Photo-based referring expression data
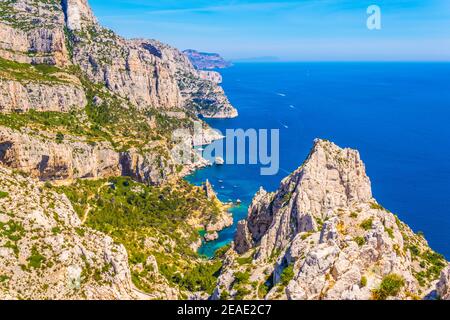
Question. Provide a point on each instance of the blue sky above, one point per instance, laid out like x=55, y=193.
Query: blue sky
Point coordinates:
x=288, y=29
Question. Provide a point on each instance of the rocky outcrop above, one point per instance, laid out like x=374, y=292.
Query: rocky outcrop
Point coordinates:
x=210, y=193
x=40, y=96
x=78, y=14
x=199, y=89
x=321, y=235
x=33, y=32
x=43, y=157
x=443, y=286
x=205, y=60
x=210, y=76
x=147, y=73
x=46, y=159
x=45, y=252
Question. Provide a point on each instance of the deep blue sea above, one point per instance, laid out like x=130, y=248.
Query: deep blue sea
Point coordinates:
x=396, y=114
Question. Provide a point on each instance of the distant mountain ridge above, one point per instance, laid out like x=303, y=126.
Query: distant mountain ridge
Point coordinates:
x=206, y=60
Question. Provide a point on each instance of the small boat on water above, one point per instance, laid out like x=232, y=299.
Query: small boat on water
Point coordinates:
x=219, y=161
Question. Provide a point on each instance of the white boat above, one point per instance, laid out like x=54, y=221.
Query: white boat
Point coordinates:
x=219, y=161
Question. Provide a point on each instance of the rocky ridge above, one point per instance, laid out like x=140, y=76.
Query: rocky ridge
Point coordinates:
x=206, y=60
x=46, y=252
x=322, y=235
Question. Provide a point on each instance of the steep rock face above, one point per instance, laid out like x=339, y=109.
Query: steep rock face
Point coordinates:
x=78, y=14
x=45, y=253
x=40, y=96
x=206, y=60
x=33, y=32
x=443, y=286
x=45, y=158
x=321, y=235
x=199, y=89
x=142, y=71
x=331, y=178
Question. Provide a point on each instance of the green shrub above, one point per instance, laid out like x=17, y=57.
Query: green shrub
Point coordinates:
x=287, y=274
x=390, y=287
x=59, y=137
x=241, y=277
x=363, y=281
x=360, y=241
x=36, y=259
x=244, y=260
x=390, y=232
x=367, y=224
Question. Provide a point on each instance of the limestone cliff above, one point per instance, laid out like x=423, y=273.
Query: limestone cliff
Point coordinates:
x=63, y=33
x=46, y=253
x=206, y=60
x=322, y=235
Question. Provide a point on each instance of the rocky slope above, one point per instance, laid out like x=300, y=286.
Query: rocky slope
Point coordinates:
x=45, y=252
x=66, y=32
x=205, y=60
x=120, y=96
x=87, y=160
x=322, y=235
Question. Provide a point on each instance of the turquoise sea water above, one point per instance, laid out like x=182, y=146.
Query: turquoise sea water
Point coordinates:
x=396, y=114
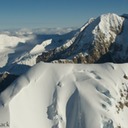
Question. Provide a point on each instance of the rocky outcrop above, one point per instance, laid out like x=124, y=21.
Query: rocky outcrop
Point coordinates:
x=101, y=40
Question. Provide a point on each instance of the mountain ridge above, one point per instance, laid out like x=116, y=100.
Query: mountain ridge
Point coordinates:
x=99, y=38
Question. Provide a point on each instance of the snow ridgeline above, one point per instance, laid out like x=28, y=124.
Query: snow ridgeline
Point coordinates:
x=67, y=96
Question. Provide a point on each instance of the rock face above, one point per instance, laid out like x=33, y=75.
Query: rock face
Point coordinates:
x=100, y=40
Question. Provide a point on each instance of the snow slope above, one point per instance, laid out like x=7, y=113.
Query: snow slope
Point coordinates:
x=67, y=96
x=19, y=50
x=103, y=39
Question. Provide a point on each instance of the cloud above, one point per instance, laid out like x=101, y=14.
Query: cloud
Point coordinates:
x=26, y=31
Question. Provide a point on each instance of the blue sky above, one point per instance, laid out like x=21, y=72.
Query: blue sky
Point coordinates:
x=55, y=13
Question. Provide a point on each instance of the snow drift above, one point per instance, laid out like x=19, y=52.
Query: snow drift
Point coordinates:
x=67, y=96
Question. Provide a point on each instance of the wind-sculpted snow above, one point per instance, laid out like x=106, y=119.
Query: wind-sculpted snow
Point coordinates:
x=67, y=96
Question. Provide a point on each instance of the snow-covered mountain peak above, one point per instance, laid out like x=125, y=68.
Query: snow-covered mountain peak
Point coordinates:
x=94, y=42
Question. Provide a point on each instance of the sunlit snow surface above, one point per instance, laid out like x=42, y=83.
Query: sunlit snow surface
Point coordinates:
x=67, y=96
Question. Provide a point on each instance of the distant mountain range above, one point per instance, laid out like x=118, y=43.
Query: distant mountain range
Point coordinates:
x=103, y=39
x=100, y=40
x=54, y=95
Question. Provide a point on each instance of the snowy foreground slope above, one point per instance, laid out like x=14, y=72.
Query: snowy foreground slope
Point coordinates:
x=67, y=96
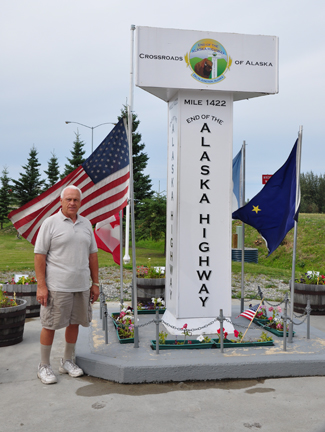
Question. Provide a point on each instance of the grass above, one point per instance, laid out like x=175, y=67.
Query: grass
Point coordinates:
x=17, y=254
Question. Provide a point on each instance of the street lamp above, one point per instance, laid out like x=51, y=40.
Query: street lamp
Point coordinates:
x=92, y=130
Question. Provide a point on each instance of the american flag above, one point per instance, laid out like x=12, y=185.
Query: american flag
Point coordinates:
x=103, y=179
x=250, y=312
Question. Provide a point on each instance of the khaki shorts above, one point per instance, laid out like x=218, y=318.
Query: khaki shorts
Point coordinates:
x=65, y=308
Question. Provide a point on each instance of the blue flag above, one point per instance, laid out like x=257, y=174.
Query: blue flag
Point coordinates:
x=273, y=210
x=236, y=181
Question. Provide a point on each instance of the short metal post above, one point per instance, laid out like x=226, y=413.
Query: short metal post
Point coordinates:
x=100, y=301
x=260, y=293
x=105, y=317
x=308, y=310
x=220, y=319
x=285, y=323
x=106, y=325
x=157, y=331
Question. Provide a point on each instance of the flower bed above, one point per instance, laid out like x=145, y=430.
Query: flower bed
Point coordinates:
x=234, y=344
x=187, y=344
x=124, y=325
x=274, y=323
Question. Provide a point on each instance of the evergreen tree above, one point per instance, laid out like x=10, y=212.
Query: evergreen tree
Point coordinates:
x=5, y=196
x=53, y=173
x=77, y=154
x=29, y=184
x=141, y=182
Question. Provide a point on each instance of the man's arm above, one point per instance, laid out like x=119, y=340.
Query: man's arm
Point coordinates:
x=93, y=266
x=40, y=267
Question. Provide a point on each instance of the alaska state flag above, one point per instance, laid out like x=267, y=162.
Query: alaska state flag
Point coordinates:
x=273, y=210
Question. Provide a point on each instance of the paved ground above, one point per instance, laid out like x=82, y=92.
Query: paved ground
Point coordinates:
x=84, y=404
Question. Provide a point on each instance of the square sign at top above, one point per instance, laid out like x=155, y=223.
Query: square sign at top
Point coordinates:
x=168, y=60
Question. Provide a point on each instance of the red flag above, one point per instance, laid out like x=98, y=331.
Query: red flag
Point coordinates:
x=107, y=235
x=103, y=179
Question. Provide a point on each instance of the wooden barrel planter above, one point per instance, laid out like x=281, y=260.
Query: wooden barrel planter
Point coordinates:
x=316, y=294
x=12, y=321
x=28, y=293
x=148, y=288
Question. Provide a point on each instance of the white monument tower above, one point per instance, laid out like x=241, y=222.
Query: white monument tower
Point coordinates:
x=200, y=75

__TASK DESCRIPTION__: What is needed is an exact copy of the data, without any pictures.

__YOUR SOLUTION__:
Question. Provide a point on each instance of the blue sky above, one point per instance, laid out like x=55, y=193.
Query: blue sky
Point coordinates:
x=288, y=29
Question. Provide a point on each instance of the rocky outcrop above, one point per instance, laid out like x=374, y=292.
Query: rocky outcrop
Point coordinates:
x=210, y=193
x=40, y=96
x=78, y=14
x=199, y=89
x=321, y=235
x=33, y=32
x=43, y=157
x=443, y=286
x=205, y=60
x=210, y=76
x=147, y=73
x=46, y=159
x=45, y=252
Question. Provide a point on each instance of the deep blue sea above, one point per instance, laid out like x=130, y=248.
Query: deep blue sea
Point coordinates:
x=396, y=114
Question. Provide a point on each instance of the distant mountain ridge above, one point per instance, laid out like x=303, y=126.
Query: distant mountain ridge
Point coordinates:
x=206, y=60
Question. Provide a point on each instance of the small boat on water above, one point per instance, laid out like x=232, y=299.
Query: small boat on water
Point coordinates:
x=219, y=161
Question. Provide a point on each instance of the white boat above, one point per instance, laid out like x=54, y=221.
Query: white boat
Point coordinates:
x=219, y=161
Question. Provide a point on each instance of the rocky ridge above, one point per instance, laid out like x=140, y=76.
Query: rocky ridge
Point coordinates:
x=206, y=60
x=46, y=252
x=322, y=235
Question. Provide a point on each instance of the steep rock face above, one point per instance, laid out like x=339, y=109.
Query: steep rock face
Point coordinates:
x=78, y=14
x=45, y=253
x=40, y=96
x=206, y=60
x=33, y=32
x=443, y=286
x=45, y=158
x=321, y=235
x=199, y=89
x=142, y=71
x=331, y=178
Question. Provide a point on each instance of the green shrub above, one point per instance, laid out like x=17, y=57.
Query: green shrub
Point coordinates:
x=287, y=274
x=390, y=287
x=59, y=137
x=241, y=277
x=363, y=281
x=360, y=241
x=36, y=259
x=244, y=260
x=390, y=232
x=367, y=224
Question. Provide a point on each instance of the limestone cliff above, one point per instance, laid out like x=423, y=273.
Query: limestone cliff
Point coordinates:
x=63, y=33
x=46, y=253
x=206, y=60
x=322, y=235
Question. Provide a point on each instance of the rocky slope above, one point per instance, laid out like x=300, y=286.
Query: rocky slope
Point coordinates:
x=45, y=252
x=66, y=32
x=205, y=60
x=120, y=96
x=87, y=160
x=322, y=235
Question. Provide a point on each instance of the turquoise sea water above, one point per instance, laid out like x=182, y=146.
Query: turquoise sea water
Point coordinates:
x=396, y=114
Question. Provide a point on each instance of the rocky outcrop above, one point per instance, laid out like x=124, y=21.
Query: rocky outcrop
Point coordinates:
x=101, y=40
Question. Provide a point on each instance of the mountain ridge above, one point per instance, laid out like x=116, y=100.
Query: mountain ridge
Point coordinates:
x=99, y=38
Question. Provide a point on each instance of the snow ridgeline above, one point per instance, laid out like x=28, y=124.
Query: snow ridgeline
Point coordinates:
x=67, y=96
Question. Provide a point on each instance of the rock face above, one point per instance, laid out like x=33, y=75.
Query: rock face
Point coordinates:
x=100, y=40
Question. Provide a point on each instance of the snow slope above, one point per instance, laid out like x=7, y=113.
Query: snow slope
Point coordinates:
x=67, y=96
x=19, y=50
x=103, y=39
Question. Provide a point on each instance of the cloud above, one point per instance, laid out like x=101, y=14.
Query: cloud
Point coordinates:
x=26, y=31
Question. Provide a point on each instance of the blue sky above, one point per instance, laid out like x=21, y=72.
Query: blue sky
Point coordinates:
x=55, y=13
Question. Provide a point on each instance of the snow drift above, one point per instance, laid out like x=19, y=52.
Query: snow drift
Point coordinates:
x=67, y=96
Question. Provide a point on each instance of the wind-sculpted snow above, one point per instance, laid out like x=106, y=119.
Query: wind-sculpted snow
Point coordinates:
x=67, y=96
Question. Provide a point on each instance of the snow-covered mountain peak above, one point per instance, laid out like x=125, y=68.
Query: snow-covered mountain peak
Point coordinates:
x=94, y=42
Question. Provide a point on each instance of the sunlit snow surface above, one point per instance, laid out like x=42, y=83.
Query: sunlit snow surface
Point coordinates:
x=67, y=96
Question. Provide a point on each instance of the distant mountain range above, one point per instance, laid out like x=118, y=43.
Query: distant mountain range
Point coordinates:
x=103, y=39
x=100, y=40
x=54, y=95
Question. Provide a point on each instance of the snowy foreground slope above, one point per instance, laid out like x=14, y=72.
Query: snowy foreground slope
Point coordinates:
x=67, y=96
Question. Provide a point on each instance of the grass above, one point per instance, laid out like x=175, y=67.
Query: grass
Point coordinates:
x=17, y=254
Question. Provide a point on each instance of the street lamp above, one point per instance, laid out like x=51, y=40.
Query: street lamp
Point coordinates:
x=92, y=130
Question. Provide a point on each instance of the american flag above, one point per instance, laid out like x=12, y=185.
Query: american flag
Point coordinates:
x=103, y=179
x=250, y=312
Question. Provide a point on each instance of the khaki shorts above, one point per instance, laid out like x=218, y=318.
Query: khaki shorts
Point coordinates:
x=65, y=308
Question. Provide a point on each instance of the blue flag above, one point per instance, laid out like x=257, y=174.
Query: blue flag
Point coordinates:
x=273, y=210
x=236, y=181
Question. Provide a point on each instance of the short metal post above, one point per instance, laid out like x=226, y=413.
Query: short metal post
Point coordinates:
x=100, y=301
x=260, y=293
x=105, y=317
x=308, y=310
x=220, y=319
x=285, y=323
x=106, y=325
x=157, y=331
Question. Provide a point on each instance of the flower bed above, one point per instance, laid out like x=145, y=430.
Query: flower bed
Point coordinates:
x=234, y=344
x=187, y=344
x=124, y=325
x=274, y=323
Question. Provide a point on each instance of the evergreen tree above, one point per instance, laid out like x=10, y=212.
Query: evergreen tree
Point coordinates:
x=5, y=196
x=53, y=173
x=77, y=154
x=29, y=184
x=141, y=182
Question. Provide a point on each instance of the man's arm above, one point per instance, laid out like x=119, y=340.
Query: man's arm
Point coordinates:
x=93, y=266
x=40, y=267
Question. Provide a point on each instance of the alaska state flag above, one point per instance, laid out like x=267, y=162.
Query: alaska state flag
Point coordinates:
x=273, y=210
Question. Provide a point on each instance of the paved ground above, one point per instance, laid out like x=82, y=92.
Query: paved ground
Point coordinates:
x=84, y=404
Question. Provide a point on each instance of the square sign at top above, one point per instance, laid out like x=155, y=223.
Query: square sign at top
Point coordinates:
x=168, y=60
Question. Provide a point on each instance of the red flag above, one point per instance, laid out like x=98, y=331.
Query: red flag
Point coordinates:
x=107, y=235
x=103, y=179
Question. Provide a point on each instance of the wooden barrel planter above, one point per instance, laid out like x=281, y=260.
Query: wooden barrel planter
Point coordinates:
x=316, y=294
x=12, y=321
x=28, y=293
x=148, y=288
Question. Provide a point on each instance of the white monument tower above, one point per instance, laid out like x=241, y=222.
Query: white monument tower
Point coordinates:
x=200, y=75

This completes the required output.